**REQUEST A:** Do the following statements agree with the Sibyl-Anne blurb? For each of (i), (ii) and (iii), answer yes or no and quote the words of the blurb that decide it. (i) Sergeant Verboten ends up tied to the main mast of a rat destroyer. (ii) Sibyl-Anne has already appeared in English several times. (iii) The blurb places the comic's original release fifty years in the past.

**SOURCE PASSAGE:**
▶
Alas, tiring of the standoff and fearing an imminent attack by sea, the courageous but ill-advised Sergeant Verboten decides to play the hero and sneak off to attempt to destroy the rat flotilla. When he is captured and used as a hostage, tied to the main mast of a rat destroyer no less, it’s the beginning of a rat-and-mouse game, the tide of which turns only with the appearance of an unexpected, yellow-and-black-striped group of tiny allies whom our heroine has befriended...
One of the great classics of Franco-Belgian comics from the pages of the legendary Spirou magazine, Raymond Macherot's Sibyl-Anne is being released in English for the first time. Fifty years after its original release, its bucolic charms are as fresh as ever.
◀
**REQUEST B:** Can you lay out the entries from the line containing "Task: annotate every instance of the cross horizontal" up to and including the last line of the entries as a numbered list, leaving out blank lines?

**DATA IN THIS EXERCISE:**
▶
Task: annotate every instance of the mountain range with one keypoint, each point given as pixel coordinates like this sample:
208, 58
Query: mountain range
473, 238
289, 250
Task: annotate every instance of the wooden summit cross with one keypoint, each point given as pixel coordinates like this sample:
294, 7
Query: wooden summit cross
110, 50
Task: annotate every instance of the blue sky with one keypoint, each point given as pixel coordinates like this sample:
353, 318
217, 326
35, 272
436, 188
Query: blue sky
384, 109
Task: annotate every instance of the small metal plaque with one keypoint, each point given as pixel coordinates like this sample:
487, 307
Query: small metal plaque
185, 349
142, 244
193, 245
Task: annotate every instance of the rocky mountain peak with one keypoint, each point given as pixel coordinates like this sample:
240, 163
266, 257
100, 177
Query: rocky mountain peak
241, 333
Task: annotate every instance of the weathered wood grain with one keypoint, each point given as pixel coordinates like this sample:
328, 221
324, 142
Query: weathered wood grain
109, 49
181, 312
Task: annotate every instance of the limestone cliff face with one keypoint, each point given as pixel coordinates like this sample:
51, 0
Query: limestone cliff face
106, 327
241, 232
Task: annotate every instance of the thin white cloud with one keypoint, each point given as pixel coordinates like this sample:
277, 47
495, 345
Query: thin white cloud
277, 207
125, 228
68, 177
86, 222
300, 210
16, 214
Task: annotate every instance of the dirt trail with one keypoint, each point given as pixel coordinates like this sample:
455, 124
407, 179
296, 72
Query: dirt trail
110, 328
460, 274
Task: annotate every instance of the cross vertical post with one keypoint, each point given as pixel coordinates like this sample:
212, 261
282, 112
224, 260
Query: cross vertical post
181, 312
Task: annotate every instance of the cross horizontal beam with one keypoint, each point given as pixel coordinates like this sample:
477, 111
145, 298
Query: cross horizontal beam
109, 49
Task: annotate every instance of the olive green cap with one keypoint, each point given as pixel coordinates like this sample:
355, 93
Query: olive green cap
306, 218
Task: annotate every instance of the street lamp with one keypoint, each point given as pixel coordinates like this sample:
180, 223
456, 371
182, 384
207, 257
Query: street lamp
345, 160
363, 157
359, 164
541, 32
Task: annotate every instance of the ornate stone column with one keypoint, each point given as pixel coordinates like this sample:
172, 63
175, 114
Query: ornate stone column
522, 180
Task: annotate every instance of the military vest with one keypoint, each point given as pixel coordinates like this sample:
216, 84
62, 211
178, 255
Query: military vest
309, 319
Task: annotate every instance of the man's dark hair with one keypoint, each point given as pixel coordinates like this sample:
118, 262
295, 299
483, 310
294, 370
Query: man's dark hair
◀
**TASK ANSWER A:**
(i) Yes: "tied to the main mast of a rat destroyer no less"
(ii) No: "is being released in English for the first time"
(iii) Yes: "Fifty years after its original release"

**TASK ANSWER B:**
1. Task: annotate every instance of the cross horizontal beam with one keypoint, each point given as pixel coordinates like this sample:
2. 477, 111
3. 145, 298
4. Query: cross horizontal beam
5. 109, 49
6. Task: annotate every instance of the olive green cap with one keypoint, each point given as pixel coordinates like this sample:
7. 355, 93
8. Query: olive green cap
9. 306, 218
10. Task: annotate every instance of the street lamp with one keypoint, each point given as pixel coordinates like this sample:
11. 180, 223
12. 456, 371
13. 182, 384
14. 207, 257
15. Query: street lamp
16. 345, 160
17. 363, 157
18. 359, 164
19. 541, 32
20. Task: annotate every instance of the ornate stone column with one keypoint, each point given as pixel coordinates like this sample:
21. 172, 63
22. 175, 114
23. Query: ornate stone column
24. 522, 180
25. Task: annotate every instance of the military vest with one keypoint, each point given as pixel coordinates like this sample:
26. 216, 84
27. 62, 211
28. 178, 255
29. Query: military vest
30. 309, 319
31. Task: annotate every instance of the man's dark hair with one keypoint, each point given as pixel coordinates like this sample:
32. 118, 262
33. 295, 299
34. 483, 310
35. 294, 370
36. Query: man's dark hair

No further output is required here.